Your response should be the complete listing, returned exactly as written.

Records for the task below:

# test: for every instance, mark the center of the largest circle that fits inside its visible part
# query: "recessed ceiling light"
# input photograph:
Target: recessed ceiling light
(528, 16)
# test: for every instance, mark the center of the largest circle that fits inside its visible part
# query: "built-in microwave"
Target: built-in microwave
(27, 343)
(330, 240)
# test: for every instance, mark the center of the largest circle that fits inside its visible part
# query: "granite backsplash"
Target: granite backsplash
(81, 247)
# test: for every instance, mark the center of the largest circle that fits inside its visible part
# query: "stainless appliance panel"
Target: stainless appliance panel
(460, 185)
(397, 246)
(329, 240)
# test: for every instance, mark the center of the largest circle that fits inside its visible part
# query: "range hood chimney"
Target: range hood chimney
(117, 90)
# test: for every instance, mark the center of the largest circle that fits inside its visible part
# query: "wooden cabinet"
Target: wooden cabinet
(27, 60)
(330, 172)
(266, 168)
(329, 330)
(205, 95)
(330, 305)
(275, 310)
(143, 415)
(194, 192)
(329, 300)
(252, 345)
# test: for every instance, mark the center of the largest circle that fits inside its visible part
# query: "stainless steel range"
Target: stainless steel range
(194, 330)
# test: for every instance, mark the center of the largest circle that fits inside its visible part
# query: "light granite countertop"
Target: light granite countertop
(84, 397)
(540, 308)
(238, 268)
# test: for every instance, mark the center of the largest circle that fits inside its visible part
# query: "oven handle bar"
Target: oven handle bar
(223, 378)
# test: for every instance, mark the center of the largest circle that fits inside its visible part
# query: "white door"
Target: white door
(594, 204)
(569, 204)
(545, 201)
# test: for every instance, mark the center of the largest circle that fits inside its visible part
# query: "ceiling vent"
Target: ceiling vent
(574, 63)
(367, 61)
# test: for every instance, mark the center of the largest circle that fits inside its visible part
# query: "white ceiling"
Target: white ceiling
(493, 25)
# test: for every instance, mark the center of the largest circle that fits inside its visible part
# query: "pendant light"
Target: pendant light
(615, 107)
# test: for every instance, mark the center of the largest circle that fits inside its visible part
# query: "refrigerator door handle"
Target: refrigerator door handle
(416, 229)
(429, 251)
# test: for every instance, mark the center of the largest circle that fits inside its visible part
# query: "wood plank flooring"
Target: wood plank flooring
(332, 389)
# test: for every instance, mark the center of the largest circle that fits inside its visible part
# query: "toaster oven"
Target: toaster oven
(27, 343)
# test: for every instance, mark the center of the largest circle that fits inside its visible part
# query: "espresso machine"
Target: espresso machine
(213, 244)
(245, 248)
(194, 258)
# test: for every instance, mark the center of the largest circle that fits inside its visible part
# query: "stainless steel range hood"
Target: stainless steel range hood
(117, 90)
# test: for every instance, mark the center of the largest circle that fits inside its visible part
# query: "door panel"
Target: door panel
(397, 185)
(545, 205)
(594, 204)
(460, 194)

End of Records for the task.

_Answer to this task:_
# test: for every instance, mark the center of the largest circle that fits inside its visible part
# query: "recessed ceiling light"
# input photograph:
Target: recessed ceiling light
(528, 16)
# test: for every instance, mark the center of the largest circle that fits inside its visible part
# query: "built-in microwave"
Target: built-in microwave
(27, 343)
(330, 240)
# test: for every instance, mark the center of the largest circle that fits inside its visible part
# query: "granite backsplash"
Target: granite backsplash
(81, 247)
# test: for every instance, mark the center of the largest circle that fits inside its visible part
# query: "stainless appliance panel"
Target: stainless appliance panel
(460, 185)
(397, 246)
(329, 240)
# test: for every instance, mark the center of the largest circle that fits inside its visible part
# query: "range hood chimney"
Target: range hood chimney
(117, 90)
# test: for every instance, mark the center of the largest circle that fits inside its visible part
# query: "wooden cabinet"
Target: wooden cabinet
(27, 60)
(330, 172)
(266, 168)
(329, 330)
(205, 95)
(330, 305)
(275, 310)
(143, 415)
(194, 192)
(329, 300)
(252, 345)
# test: for every instance, mark the center of the largest circle that fits inside its visible part
# query: "stainless steel range"
Target: stainless steel range
(194, 330)
# test: for every instance, mark the center of the largest circle that fits inside its visible part
# query: "light granite countertop"
Target: light granite countertop
(84, 397)
(540, 308)
(238, 268)
# test: for every instance, mark the center of the largest circle that fits inside its visible part
# query: "oven handle bar"
Target: oven handle bar
(223, 378)
# test: for every instance, mark the center of the largest circle that fits inside its visible part
# query: "white door"
Target: white door
(594, 204)
(569, 204)
(545, 201)
# test: for every instance, mark the center of the largest circle that fits inside its visible part
# query: "ceiling vent"
Target: ceiling vent
(574, 63)
(367, 61)
# test: for every instance, mark the center of the largest circle that fits inside its visible part
# query: "white ceiling"
Target: white ceiling
(493, 25)
# test: for every instance, mark the center of the largest circle that fits inside its visible part
# query: "pendant light"
Target: pendant light
(615, 107)
# test: for every instance, mark the center of the largest circle that fits inside its visible part
# query: "refrigerator door handle"
Target: refrigerator door handle
(416, 229)
(429, 251)
# test: for every instance, mark the center of the largest circle that fits inside its visible part
# query: "wood plank flooring"
Target: wood plank flooring
(332, 389)
# test: for every instance, mark the center of the largest circle that fits inside its visible part
# query: "toaster oven"
Target: toaster oven
(27, 343)
# test: for every instance, mark the center of the largest circle that fits inside its visible part
# query: "espresso machine"
Target: espresso machine
(213, 244)
(245, 248)
(194, 258)
# test: for every instance, mark the center of the largest circle that fits inside its visible part
# query: "stainless steel range hood"
Target: stainless steel range hood
(117, 90)
# test: for every instance, mark the center of the largest circle that fits inside its visible part
# query: "door panel"
Target: door panel
(397, 185)
(545, 205)
(594, 204)
(460, 194)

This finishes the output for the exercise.